• _Record set_

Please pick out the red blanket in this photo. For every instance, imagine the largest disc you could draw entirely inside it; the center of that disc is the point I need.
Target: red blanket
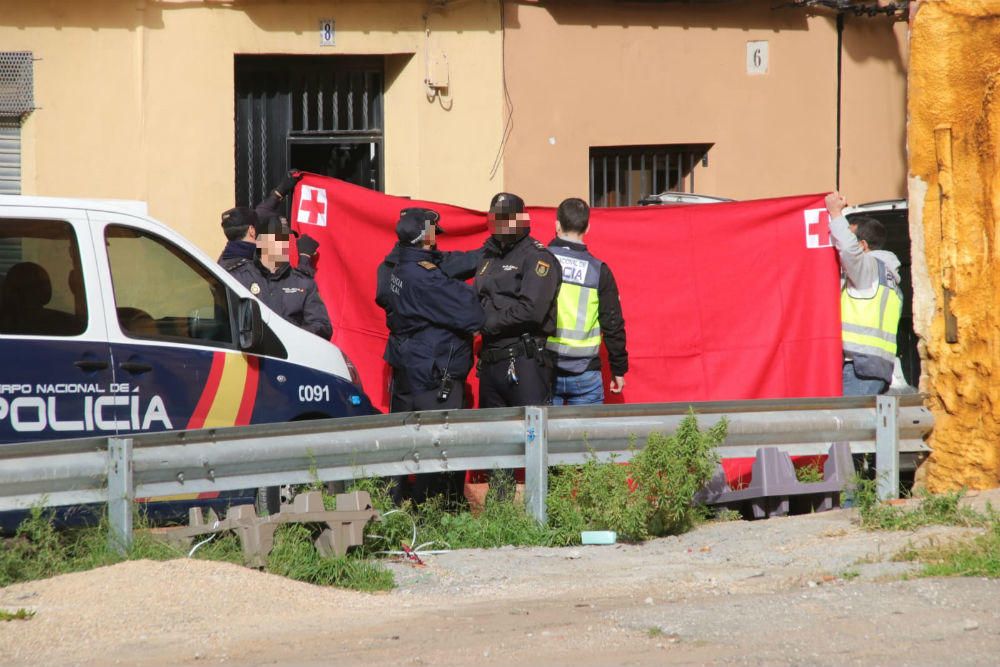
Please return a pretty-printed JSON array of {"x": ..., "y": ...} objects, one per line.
[{"x": 721, "y": 301}]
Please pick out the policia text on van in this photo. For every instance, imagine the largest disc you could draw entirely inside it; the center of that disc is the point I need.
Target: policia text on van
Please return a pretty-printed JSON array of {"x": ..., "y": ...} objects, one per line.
[{"x": 112, "y": 323}]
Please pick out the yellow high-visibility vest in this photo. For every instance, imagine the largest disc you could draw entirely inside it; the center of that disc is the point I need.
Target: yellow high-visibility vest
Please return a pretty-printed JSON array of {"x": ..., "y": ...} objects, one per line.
[
  {"x": 869, "y": 325},
  {"x": 577, "y": 339}
]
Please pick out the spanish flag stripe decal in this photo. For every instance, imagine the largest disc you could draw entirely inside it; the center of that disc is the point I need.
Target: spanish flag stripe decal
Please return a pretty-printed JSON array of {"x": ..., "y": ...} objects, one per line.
[
  {"x": 230, "y": 394},
  {"x": 249, "y": 392},
  {"x": 208, "y": 393}
]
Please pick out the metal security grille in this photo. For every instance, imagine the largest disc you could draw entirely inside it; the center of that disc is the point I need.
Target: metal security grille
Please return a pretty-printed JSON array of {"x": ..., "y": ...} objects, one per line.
[
  {"x": 10, "y": 156},
  {"x": 17, "y": 86},
  {"x": 623, "y": 175},
  {"x": 316, "y": 113}
]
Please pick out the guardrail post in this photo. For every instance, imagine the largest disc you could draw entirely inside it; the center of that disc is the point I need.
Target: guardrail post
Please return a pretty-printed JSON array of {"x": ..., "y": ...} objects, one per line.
[
  {"x": 536, "y": 458},
  {"x": 887, "y": 446},
  {"x": 121, "y": 492}
]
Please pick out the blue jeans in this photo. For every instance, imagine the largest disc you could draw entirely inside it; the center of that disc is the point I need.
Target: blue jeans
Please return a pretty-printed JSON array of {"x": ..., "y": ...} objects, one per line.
[
  {"x": 860, "y": 386},
  {"x": 582, "y": 389}
]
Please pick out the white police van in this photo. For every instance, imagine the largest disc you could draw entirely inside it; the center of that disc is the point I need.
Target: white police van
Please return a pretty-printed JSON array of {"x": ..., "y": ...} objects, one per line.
[{"x": 111, "y": 323}]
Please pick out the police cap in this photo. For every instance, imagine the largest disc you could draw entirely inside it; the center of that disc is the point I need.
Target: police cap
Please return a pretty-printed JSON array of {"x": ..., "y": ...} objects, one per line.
[
  {"x": 504, "y": 203},
  {"x": 410, "y": 227}
]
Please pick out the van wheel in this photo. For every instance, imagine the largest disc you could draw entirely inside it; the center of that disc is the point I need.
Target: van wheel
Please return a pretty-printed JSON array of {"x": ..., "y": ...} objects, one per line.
[{"x": 268, "y": 500}]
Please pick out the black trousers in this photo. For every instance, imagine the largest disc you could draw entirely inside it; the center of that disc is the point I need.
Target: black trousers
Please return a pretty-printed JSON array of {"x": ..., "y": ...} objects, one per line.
[
  {"x": 402, "y": 398},
  {"x": 535, "y": 378}
]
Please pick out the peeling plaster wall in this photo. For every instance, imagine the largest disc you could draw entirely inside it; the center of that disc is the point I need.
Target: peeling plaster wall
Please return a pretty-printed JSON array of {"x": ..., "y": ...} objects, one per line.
[{"x": 954, "y": 144}]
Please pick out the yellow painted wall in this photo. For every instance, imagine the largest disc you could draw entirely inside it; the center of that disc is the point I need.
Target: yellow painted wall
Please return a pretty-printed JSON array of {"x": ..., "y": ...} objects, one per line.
[
  {"x": 136, "y": 96},
  {"x": 674, "y": 73},
  {"x": 954, "y": 146}
]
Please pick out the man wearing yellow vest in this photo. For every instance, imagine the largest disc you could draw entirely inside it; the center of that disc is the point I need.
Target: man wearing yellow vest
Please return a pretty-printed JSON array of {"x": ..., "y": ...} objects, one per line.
[
  {"x": 587, "y": 308},
  {"x": 870, "y": 300}
]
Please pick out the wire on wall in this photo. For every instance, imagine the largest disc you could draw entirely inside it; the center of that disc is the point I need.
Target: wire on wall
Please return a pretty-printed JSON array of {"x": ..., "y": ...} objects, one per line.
[{"x": 508, "y": 102}]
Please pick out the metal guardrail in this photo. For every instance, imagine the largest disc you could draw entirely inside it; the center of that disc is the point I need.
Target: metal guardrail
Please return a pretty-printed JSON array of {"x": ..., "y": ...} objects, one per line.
[{"x": 117, "y": 470}]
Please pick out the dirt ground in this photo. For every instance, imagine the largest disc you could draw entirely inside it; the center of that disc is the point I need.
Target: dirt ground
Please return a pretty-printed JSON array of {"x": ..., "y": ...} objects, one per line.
[{"x": 808, "y": 590}]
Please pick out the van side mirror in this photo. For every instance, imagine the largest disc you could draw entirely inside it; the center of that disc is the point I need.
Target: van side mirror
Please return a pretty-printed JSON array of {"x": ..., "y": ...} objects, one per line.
[{"x": 250, "y": 324}]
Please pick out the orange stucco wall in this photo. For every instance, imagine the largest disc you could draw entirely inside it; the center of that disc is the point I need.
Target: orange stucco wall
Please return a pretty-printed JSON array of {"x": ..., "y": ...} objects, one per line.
[
  {"x": 583, "y": 74},
  {"x": 136, "y": 97},
  {"x": 954, "y": 145}
]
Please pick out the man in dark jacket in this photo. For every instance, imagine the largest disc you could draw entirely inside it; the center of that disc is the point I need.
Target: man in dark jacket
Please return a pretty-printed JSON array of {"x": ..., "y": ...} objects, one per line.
[
  {"x": 588, "y": 309},
  {"x": 238, "y": 226},
  {"x": 431, "y": 319},
  {"x": 517, "y": 283},
  {"x": 290, "y": 292},
  {"x": 457, "y": 264}
]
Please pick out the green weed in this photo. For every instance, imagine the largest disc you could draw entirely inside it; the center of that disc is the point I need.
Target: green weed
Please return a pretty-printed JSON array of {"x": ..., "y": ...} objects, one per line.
[
  {"x": 294, "y": 556},
  {"x": 932, "y": 510},
  {"x": 809, "y": 474},
  {"x": 651, "y": 496}
]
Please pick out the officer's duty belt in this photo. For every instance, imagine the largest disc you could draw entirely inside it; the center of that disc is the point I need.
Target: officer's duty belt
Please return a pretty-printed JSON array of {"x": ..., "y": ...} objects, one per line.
[{"x": 495, "y": 354}]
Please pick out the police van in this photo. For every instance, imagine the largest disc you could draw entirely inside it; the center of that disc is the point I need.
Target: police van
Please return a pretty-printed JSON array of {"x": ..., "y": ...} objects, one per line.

• _What you will do_
Omit every picture, and otherwise quote the entries exactly.

• _Finished task_
Please pick out the red blanket in this photo. For every instance, imagine the largest disc you could draw entirely inside it; the center of that disc is the point I need.
Target: red blanket
Please return a pretty-printed JSON array of {"x": ..., "y": ...} objects, one per line.
[{"x": 721, "y": 301}]
Please pick out the policia text on van in this photo. For every instance, imagine the largest disc you could draw entirely inside it; the center of that disc is the point I need.
Target: policia text on van
Please return a pretty-printed JSON array of {"x": ..., "y": ...} objects, one per line.
[{"x": 112, "y": 323}]
Please pick out the yellow high-visibility vest in this photo. For every instance, imagine the largest disc you could draw entirely inside it; the center of that disc is the point I need.
Target: yellow high-visibility vest
Please return a pretty-printed JSON array of {"x": ..., "y": ...} objects, one per line.
[
  {"x": 869, "y": 325},
  {"x": 577, "y": 339}
]
Please pick out the spanish flag stripe decal in this photo. For every instance, imagine the largest disc you could draw entirely inside it; the center of that disc is the point I need.
Target: spanish flag stripe decal
Please return a pretty-printed JSON array of {"x": ..., "y": ...} objects, one per line.
[
  {"x": 230, "y": 394},
  {"x": 249, "y": 392},
  {"x": 208, "y": 393}
]
Please pick out the metal security grille in this photo. For every instance, imagine the largest disc you could draw entirely inside it; the center of that disc is the point I need.
Target: metal security grille
Please return a pretty-printed JSON array of {"x": ..., "y": ...} objects, one per line.
[
  {"x": 10, "y": 156},
  {"x": 17, "y": 86},
  {"x": 623, "y": 175},
  {"x": 316, "y": 113}
]
Please pick out the guardrail post in this photo. For every instance, imagine the largest disc you could draw entirely inside it; the center of that disc is the point I need.
Target: guardrail post
Please return a pretty-printed JSON array of {"x": ..., "y": ...} objects, one per line.
[
  {"x": 536, "y": 458},
  {"x": 887, "y": 446},
  {"x": 121, "y": 492}
]
Please pick out the blue jeans in this photo. For every instance, imagine the largest disc you could draw entirely inside it; the center of that disc is the point I need.
Target: blue jeans
Please return a pretty-printed JSON array of {"x": ..., "y": ...} objects, one per line.
[
  {"x": 860, "y": 386},
  {"x": 582, "y": 389}
]
Please pick out the white police van in this photo. For every instance, imagine the largest disc you could draw entirely inside it; the center of that disc is the point I need.
Target: white police van
Please return a pretty-printed JSON array of {"x": ..., "y": ...} objects, one per line.
[{"x": 111, "y": 323}]
Please pick out the police cap in this photo. For every instance, imagine the largest disc you could draw entirely inside it; the center of that disc is the point I need.
Target: police cap
Please return a pretty-printed JSON array of {"x": ..., "y": ...} objects, one per line.
[
  {"x": 504, "y": 203},
  {"x": 410, "y": 227}
]
Please pick out the van wheel in this photo. For every instance, imagine the largest disc you could draw entirely inside it; the center of that disc is the point I need.
Target: van wheel
Please return a pretty-printed JSON array of {"x": ..., "y": ...} objects, one per line.
[{"x": 268, "y": 500}]
Please pick out the black trousers in this photo. For every instance, imagine the largest disc you could draw entirely inside it; the center of that disc is the point I need.
Target: black trousers
Please return a pretty-printed JSON array of {"x": ..., "y": ...} objects, one per line.
[
  {"x": 402, "y": 398},
  {"x": 535, "y": 378}
]
Please pick out the peeling plaster wall in this photo. For every instance, imagine the largest disc you could draw entirely inside it; the center of that disc is the point I need.
Target: peeling plaster wall
Please return a pretty-printed JSON array of {"x": ..., "y": ...} objects, one per line.
[{"x": 954, "y": 144}]
Please pick out the yellow painted wall in this photo. For every instance, imagine the largest disc you could draw entirely inside it; the center of that disc is the point I need.
Target: yellow painted wall
Please return a pretty-printed JSON array of {"x": ..., "y": ...} objects, one per line.
[
  {"x": 136, "y": 96},
  {"x": 674, "y": 73},
  {"x": 954, "y": 146}
]
Please pick out the man wearing yellow vest in this photo. For every instance, imagine the largest disc you could draw entirely inside it; the center of that disc is the point I need.
Target: man wearing yellow vest
Please return a pretty-printed JSON array of {"x": ..., "y": ...} objects, one per line.
[
  {"x": 587, "y": 308},
  {"x": 870, "y": 300}
]
Please pick out the wire on wall in this photo. For every instance, imagine the largest disc you could draw entirely inside it; the center of that disc is the point I need.
Target: wire on wall
Please return a pretty-printed JSON array of {"x": ..., "y": ...} objects, one per line.
[{"x": 508, "y": 102}]
Please pick out the metal guardrail in this photo. For every instance, imagine the largest disc you could draw entirely inside it; the center of that disc is the point I need.
Target: metal guardrail
Please return a pretty-printed JSON array of {"x": ..., "y": ...} objects, one per line.
[{"x": 117, "y": 470}]
Please pick out the dirt ground in this photo. For every instance, imagine the largest disc you could draw entirely inside it; the center of that disc is the point I need.
Target: dirt ground
Please return a pretty-printed JSON array of {"x": ..., "y": ...} objects, one per line.
[{"x": 808, "y": 590}]
Please pick out the van side mirror in this photo. For every instance, imagine the largest disc you could draw entirely inside it; the center of that disc is the point I need.
Target: van side mirror
Please return a pretty-printed JSON array of {"x": ..., "y": ...} objects, one per line.
[{"x": 250, "y": 324}]
Please pick out the orange stucco wall in this photo. For every instance, imagine the largest disc you could draw entirely inside it; the center of that disc is the point I need.
Target: orange stucco wall
Please return a pretty-printed JSON array of {"x": ..., "y": ...} objects, one per line.
[
  {"x": 583, "y": 74},
  {"x": 136, "y": 97},
  {"x": 954, "y": 145}
]
Please pick out the man in dark jacket in this photo. For every instance, imagine the largest disc you could draw entirely inside it; the center of that disc is the point I need.
Target: man in dark jacket
Please return a pretty-printed JSON array of {"x": ..., "y": ...} objects, one per line.
[
  {"x": 588, "y": 309},
  {"x": 238, "y": 226},
  {"x": 431, "y": 319},
  {"x": 517, "y": 283},
  {"x": 290, "y": 292},
  {"x": 457, "y": 264}
]
Please pick out the green weed in this photo. For every instance, imagine the largest disc you could draw entirely inside it; the center of that disc is the point I need.
Target: green weed
Please return a pretty-printed JSON array of {"x": ..., "y": ...} objects, one per line.
[
  {"x": 294, "y": 556},
  {"x": 932, "y": 510},
  {"x": 809, "y": 474},
  {"x": 651, "y": 496}
]
Please pick out the officer's duty belt in this photo. For every instance, imagine the largest disc you could draw entirely inside it; the center of that disc is the point I need.
Target: officer's duty belt
Please return a pretty-printed JSON array of {"x": ..., "y": ...} objects, one per line.
[{"x": 495, "y": 354}]
Please pick out the police van in this photo. For every instance, imagine the largest disc you could draw entirely inside it; the center of that disc is the point I need.
Target: police van
Please return a pretty-printed JSON array of {"x": ..., "y": ...} objects, one per line.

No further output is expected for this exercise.